**What you are asked to do**
Please state how many lines in the items below contain the string "target", and reply with that number alone.

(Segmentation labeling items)

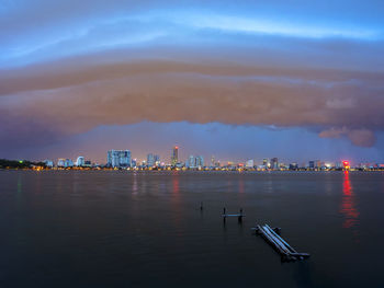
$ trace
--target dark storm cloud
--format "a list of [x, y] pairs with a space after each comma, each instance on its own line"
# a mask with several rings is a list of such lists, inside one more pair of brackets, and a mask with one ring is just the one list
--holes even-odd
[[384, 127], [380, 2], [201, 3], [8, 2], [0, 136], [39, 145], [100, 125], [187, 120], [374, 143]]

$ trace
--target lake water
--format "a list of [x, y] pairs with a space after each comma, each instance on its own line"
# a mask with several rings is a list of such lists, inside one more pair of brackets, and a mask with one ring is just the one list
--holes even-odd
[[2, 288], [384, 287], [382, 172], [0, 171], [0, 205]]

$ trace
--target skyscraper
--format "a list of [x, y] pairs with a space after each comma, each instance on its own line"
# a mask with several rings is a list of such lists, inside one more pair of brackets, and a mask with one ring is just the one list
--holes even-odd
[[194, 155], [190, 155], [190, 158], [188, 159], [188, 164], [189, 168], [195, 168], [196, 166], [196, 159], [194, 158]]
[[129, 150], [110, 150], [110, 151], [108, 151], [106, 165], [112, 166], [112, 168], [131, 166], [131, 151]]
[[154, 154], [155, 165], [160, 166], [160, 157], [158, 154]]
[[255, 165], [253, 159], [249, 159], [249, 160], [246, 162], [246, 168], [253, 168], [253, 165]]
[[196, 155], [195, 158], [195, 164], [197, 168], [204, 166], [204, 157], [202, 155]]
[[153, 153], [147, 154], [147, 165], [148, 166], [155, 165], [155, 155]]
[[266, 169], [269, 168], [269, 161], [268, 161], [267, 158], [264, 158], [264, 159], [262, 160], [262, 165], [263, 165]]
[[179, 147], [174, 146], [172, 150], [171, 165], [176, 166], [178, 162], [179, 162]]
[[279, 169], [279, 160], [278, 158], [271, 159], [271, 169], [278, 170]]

...

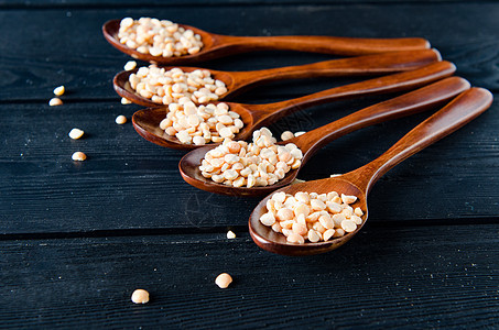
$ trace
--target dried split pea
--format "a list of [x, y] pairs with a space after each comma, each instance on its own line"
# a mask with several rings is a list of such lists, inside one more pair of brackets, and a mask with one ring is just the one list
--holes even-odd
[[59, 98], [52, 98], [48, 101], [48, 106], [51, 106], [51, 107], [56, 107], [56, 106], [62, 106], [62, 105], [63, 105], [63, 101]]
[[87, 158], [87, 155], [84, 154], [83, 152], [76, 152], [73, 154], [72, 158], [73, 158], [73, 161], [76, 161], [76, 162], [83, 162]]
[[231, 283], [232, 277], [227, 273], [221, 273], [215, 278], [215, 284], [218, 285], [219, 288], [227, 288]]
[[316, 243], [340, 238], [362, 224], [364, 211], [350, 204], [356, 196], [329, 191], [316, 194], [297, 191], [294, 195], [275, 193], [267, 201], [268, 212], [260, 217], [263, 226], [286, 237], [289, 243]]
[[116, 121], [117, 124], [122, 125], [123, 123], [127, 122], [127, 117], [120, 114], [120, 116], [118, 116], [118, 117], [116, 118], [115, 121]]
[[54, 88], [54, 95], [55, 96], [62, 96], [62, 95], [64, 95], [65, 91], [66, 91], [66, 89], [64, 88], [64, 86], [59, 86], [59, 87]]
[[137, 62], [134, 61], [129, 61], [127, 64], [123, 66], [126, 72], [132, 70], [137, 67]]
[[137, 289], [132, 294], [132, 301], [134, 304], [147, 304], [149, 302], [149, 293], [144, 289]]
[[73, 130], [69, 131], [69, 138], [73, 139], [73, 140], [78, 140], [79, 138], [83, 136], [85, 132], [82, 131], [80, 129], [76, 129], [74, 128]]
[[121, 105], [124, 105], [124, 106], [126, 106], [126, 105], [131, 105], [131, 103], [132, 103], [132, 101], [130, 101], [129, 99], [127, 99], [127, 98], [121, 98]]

---

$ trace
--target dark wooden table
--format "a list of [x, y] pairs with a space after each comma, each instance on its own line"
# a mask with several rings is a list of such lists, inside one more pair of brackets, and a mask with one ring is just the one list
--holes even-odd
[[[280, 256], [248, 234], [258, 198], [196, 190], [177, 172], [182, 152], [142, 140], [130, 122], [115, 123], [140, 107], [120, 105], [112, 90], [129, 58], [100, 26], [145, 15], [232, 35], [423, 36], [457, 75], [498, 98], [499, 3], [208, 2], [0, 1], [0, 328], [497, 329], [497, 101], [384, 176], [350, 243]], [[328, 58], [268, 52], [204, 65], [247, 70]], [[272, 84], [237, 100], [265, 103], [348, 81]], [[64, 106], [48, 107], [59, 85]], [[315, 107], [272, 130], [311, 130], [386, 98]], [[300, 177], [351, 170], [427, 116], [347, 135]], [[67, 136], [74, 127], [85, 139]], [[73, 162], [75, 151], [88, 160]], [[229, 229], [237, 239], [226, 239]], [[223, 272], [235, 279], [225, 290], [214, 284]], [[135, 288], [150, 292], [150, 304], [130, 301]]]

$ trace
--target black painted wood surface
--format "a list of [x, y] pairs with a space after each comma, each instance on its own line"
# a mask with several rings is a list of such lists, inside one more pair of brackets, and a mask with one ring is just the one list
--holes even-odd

**The completed task**
6